Austin Book Arts Center’s printshop

DIY Polymer Plates

Letterpress - handmade negatives using ephemera and transparent plastics; scrap polymer; printed using a variety of presses at the Book Arts Center

Meredith Miller of Punchpress led an incredible workshop exploring how to inexpensively expose scrap polymer from hand assembled negatives.

Since then, I’ve had a field day exposing, printing, and recreating negatives from a variety of materials.


Austin Book Arts Center’s printshop

Rings - Thank You Cards

Letterpress - manually exposed polymer plates & handset type. Printed using a Challenger cylinder press.

I created these thank you cards to send to guests of my wedding. I experimented with many different designs for the two interconnecting rings (you can see some rejects on the image of the drying rack above). To create the final rings, I created negatives, glueing cut paper, twisted string, stencils, and hand-drawn circles with china marker. I used polymer scraps from Boxcar press, exposed one polymer plate, ran it through the press on transparencies to create a new negative and (finally) exposed new polymer to create the final plates in an inverse image.

I prowled through the Book Arts Center’s collections of metal type and hidden drawers of old cuts and embellishments to create the message on the back. Sadly, my selected typeface had no apostrophes, only commas…


Wonders & Worries

I Wonder What It’s Like When a Parent Has Cancer: Max’s Story

by Jacquelyn Rebecek, MS, CCLS book design by Kristin Shoffner, project management by Emily McDaniel, MA, CCLS, RWWP

In 2022, I worked with a team of child life specialists at Wonders & Worries to illustrate their first picture book about Max, a young child who’s dad is diagnosed with cancer. The end product will hopefully help child life specialists and guardians who work with children who are experiencing a situation similar to Max’s.

This was a very rewarding project and had unique challenges, such as drawing an accurate radiation machine, or teaching tools used by specialists teaching children about cancer ports.


Austin Book Arts Center’s printshop

Beachcombers

Letterpress - pen & ink illustrations transferred into line art for polymer (from Koch printing). Printed on a variety of presses at the printshop.

This is my first attempt at illustrating, writing, printing, and finally binding my own short story. I’m only about 1/4 of the way through. Each illustrated page requires two passes through the press for the blue and black ink. Text blocks have their own run on the facing page.

Each illustration is first sketched and hand-inked before being scanned and uploaded into a vector program before being professionally turned into a polymer plate (Austin’s local Koch Printing).

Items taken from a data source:
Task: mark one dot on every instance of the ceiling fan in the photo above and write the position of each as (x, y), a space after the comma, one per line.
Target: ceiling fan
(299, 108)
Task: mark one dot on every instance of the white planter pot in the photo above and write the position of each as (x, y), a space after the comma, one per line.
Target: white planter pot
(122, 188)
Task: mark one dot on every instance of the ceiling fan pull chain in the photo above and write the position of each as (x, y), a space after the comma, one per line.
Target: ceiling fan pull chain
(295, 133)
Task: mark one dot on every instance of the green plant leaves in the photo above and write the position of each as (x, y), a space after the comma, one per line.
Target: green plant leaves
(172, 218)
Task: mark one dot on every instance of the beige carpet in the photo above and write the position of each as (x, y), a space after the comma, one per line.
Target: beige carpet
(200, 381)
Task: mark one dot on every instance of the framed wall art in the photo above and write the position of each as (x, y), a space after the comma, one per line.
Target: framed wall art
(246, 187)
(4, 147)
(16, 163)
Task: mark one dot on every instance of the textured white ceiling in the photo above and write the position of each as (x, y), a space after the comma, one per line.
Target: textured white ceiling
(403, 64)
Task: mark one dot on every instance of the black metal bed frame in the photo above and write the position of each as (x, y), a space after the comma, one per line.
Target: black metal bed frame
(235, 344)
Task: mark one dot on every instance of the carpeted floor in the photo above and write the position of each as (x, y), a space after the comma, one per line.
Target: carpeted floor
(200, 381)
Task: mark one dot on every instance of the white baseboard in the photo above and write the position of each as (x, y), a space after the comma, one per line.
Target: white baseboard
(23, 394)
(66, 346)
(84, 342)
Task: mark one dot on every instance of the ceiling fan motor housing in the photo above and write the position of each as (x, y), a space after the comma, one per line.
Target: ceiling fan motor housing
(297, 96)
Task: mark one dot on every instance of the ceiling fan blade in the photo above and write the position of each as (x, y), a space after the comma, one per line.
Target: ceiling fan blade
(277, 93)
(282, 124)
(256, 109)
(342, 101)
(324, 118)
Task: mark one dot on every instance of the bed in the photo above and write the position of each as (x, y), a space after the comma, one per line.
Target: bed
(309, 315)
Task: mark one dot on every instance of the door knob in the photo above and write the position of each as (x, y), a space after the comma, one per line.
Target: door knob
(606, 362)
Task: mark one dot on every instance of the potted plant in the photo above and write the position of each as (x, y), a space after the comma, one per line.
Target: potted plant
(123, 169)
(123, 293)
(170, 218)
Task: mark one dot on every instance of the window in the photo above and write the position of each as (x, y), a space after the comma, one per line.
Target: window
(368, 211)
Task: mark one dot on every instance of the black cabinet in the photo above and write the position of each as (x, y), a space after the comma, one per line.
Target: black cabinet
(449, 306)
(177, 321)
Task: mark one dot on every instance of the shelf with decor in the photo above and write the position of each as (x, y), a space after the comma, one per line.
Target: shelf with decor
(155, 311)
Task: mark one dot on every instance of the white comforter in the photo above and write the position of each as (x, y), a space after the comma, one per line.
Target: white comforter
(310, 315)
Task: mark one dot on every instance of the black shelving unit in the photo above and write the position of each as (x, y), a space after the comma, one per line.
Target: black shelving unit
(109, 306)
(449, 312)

● **Assigned task**: Resume the portfolio of letterpress and illustration projects from the point where it stops, continuing its text.

● **Your response**:
The final book will have five full illustrated pages, five corresponding text blocks, plus a cover, title page and collograph. Phew!


Kitchen Litho

Bugs

Cola, china marker, red ink and foil

I’m a big fangirl for British printmaker Viola Wang and her ability to print everywhere and anywhere. I watched her video about “kitchen lithography” and decided to try it one rainy afternoon watching sitcoms with a friend.

Here is my second attempt - can’t wait to try again!


MDRC

Six Recommendations for Supporting Families Affected by Parental Incarceration

by Emily Brennan, Meghan McCormick, Bright Sarfo, Michelle S. Manno

Illustrations created for a brief document studying efficacy of family-strengthening programs.


Austin Book Arts Center’s printshop

Thumbpeople

Letterpress - inked fingerprints and hand-drawn illustrations made into a photopolymer plate. Printed on Challenger and Vandercook presses at the printshop.

Is it a bad idea to upload your finger prints to the internet?

For this broadsheet, I first dipped my fingers in ink to create the bodies of my thumbpeople and created illustrations to complement them. I had the two seperate pieces transformed into polymer plates.

This piece represents three passes through the press (one per color) for a playful, and somewhat ominous, effect. I’m really happy with it.


Austin Book Arts Center - workshop

Workshop Collaboration - Folded Zine

Letterpress - wood and metal type, old cuts. Printed using a Challenger cylinder press.

In 2024, the Austin Book Arts Center hosted a workshop with California-based artist, Peter Thomas. We learned a lot about press maintenance and how to stay loose, experimenting with combining wood & metal type, plus printing by embedding stencils into press packing.


MDRC

Measures for Early Success

A series of illustrations for a variety of MDRC publications in the area of Family Well-Being and Children’s Development.